- [Dataset records]
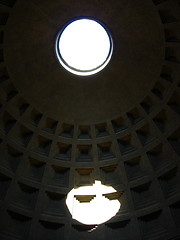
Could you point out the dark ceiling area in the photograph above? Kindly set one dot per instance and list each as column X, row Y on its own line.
column 60, row 131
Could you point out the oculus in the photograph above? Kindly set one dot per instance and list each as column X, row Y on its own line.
column 84, row 47
column 93, row 205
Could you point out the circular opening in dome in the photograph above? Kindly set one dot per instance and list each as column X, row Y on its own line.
column 93, row 205
column 84, row 47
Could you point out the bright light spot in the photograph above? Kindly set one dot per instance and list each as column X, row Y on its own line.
column 98, row 210
column 84, row 47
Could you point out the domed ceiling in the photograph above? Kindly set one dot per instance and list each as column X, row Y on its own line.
column 120, row 126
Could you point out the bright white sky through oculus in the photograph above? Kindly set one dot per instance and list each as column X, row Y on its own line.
column 99, row 210
column 84, row 45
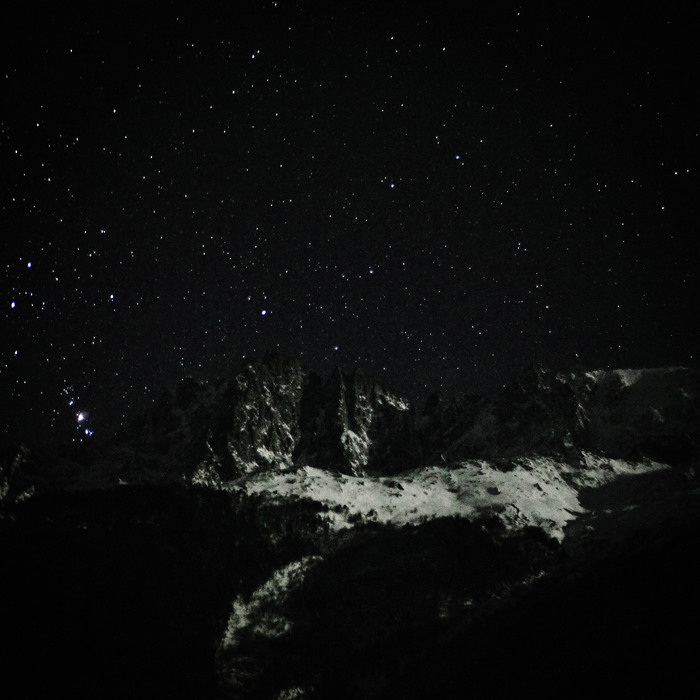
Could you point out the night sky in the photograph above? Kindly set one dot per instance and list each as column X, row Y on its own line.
column 439, row 196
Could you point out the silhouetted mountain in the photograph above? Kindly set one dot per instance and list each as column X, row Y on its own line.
column 281, row 535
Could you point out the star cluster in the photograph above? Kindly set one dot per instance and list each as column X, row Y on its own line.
column 439, row 196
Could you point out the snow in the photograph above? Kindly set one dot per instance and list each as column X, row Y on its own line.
column 259, row 614
column 536, row 491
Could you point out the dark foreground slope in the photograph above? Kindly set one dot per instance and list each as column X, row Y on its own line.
column 167, row 565
column 126, row 596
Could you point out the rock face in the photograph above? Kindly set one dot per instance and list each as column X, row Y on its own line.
column 278, row 414
column 281, row 535
column 620, row 413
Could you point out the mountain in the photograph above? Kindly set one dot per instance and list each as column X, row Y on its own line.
column 278, row 534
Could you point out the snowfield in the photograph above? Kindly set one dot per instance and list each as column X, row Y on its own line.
column 533, row 491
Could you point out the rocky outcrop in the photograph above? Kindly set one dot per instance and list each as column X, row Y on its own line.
column 619, row 413
column 275, row 414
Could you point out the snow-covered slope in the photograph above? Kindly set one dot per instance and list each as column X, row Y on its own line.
column 306, row 536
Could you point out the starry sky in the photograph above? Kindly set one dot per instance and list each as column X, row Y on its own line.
column 438, row 195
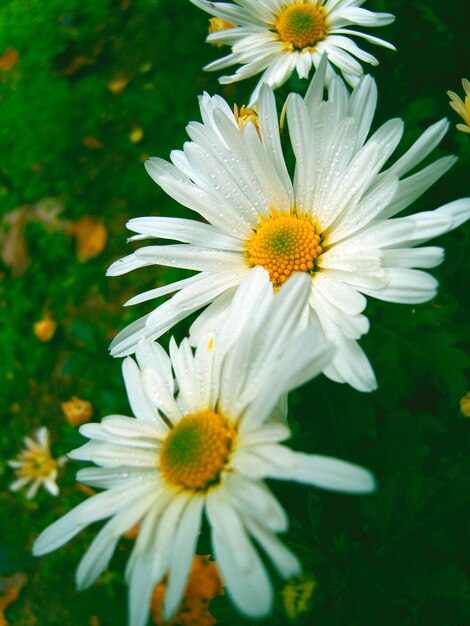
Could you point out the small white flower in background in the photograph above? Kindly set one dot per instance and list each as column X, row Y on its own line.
column 277, row 37
column 332, row 222
column 34, row 465
column 206, row 434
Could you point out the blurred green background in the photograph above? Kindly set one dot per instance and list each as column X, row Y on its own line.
column 88, row 90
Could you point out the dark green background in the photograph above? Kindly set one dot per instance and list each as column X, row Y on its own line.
column 394, row 558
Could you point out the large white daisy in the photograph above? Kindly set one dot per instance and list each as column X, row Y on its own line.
column 277, row 37
column 205, row 435
column 332, row 222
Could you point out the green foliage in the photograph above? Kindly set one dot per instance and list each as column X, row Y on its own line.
column 392, row 558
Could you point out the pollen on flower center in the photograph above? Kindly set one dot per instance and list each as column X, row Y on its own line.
column 284, row 245
column 36, row 464
column 196, row 450
column 302, row 25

- [Problem to solve] The copy must match the listing above exactly but contain no pictures.

- [Answer to this exercise]
Could you point out the dark ceiling area in the photograph above? Kindly set one dot per instance and list each as column X, row Y on its own line.
column 60, row 131
Could you point out the oculus in the photograph above? Kindly set one dot per instance and list each as column X, row Y on its own line.
column 84, row 47
column 93, row 205
Could you point out the circular opening in dome in the photograph above? Kindly set one dot per instance and list each as column X, row Y on its own line.
column 93, row 205
column 84, row 47
Could you point out the bright light spot in the photograph above? Kindly set one dot per instance and list each as column X, row Y on its own line.
column 98, row 210
column 84, row 47
Could you point out the domed ceiling in the photograph above? Kindly set one dot per instance and list each as column X, row Y on its own line.
column 120, row 126
Could you point out the bright white sky through oculus in the photograph above? Kindly set one dot per instance and list each as column X, row Y on its own line.
column 99, row 210
column 84, row 45
Could you point out the night sky in the photograph above? Kindly set one dot per instance and list each as column X, row Y on its own line.
column 439, row 196
Could you point out the silhouetted mountain in the photograph above? Kindly set one dot per instance and list each as column X, row Y on its own line.
column 281, row 535
Could you point out the star cluster in the photograph above? Kindly set one dot per instance and list each as column X, row Y on its own line.
column 439, row 196
Could you point out the snow in the photograph above? Kindly set one dot per instance and list each as column X, row Y on its own line.
column 259, row 614
column 536, row 491
Could you point out the dark foreground slope in the photograph above? Kindly set one dot per instance and list each as column X, row Y on its own line.
column 167, row 565
column 126, row 596
Could you point out the rock face in the photograph above? Kindly set one dot per instance and list each as column X, row Y on its own line.
column 278, row 414
column 281, row 535
column 620, row 413
Could you point out the mountain in the photograph above? Kindly set one dot per instance and list each as column X, row Y on its own line.
column 278, row 534
Could you point out the snowfield in the photograph above? Kindly set one dot per instance and list each as column X, row Y on its own line.
column 533, row 491
Could you point out the rocky outcrop in the photograph above? Kindly set one dot per instance and list each as column X, row Y on its own line.
column 619, row 413
column 275, row 414
Could you point out the snow-covered slope in the photograph above? Kindly set one dot per instance and list each as column X, row Y on its own line.
column 306, row 536
Could you point out the starry sky in the photograph above? Kindly set one dot per instance and list each as column X, row Y on its own line.
column 438, row 195
Could you point out the small white flower in background in the photograph above? Kindly set one dot per instance and list each as column X, row Y on its own line.
column 277, row 37
column 332, row 222
column 34, row 465
column 206, row 434
Could you point out the blurred green background in the photograph above? Kindly set one dot per instance and list each as column X, row Y on its own line.
column 88, row 90
Could you point out the dark green background in the photograph above? Kindly set one dot per instance and list each as column X, row Y on its own line.
column 394, row 558
Could you point out the large white daisy in the photograph above? Kindly set one dot per instance and list each as column X, row Y on its own line.
column 277, row 37
column 205, row 435
column 332, row 222
Could you point out the green foliage in the photograph above? Kindly set one dot per instance and list each as column X, row Y on its own line.
column 392, row 558
Could you point out the pollen on flower center in the photograph above? Kindly set one dot per instance and list each as column X, row Y on its own line.
column 284, row 245
column 36, row 464
column 196, row 450
column 302, row 25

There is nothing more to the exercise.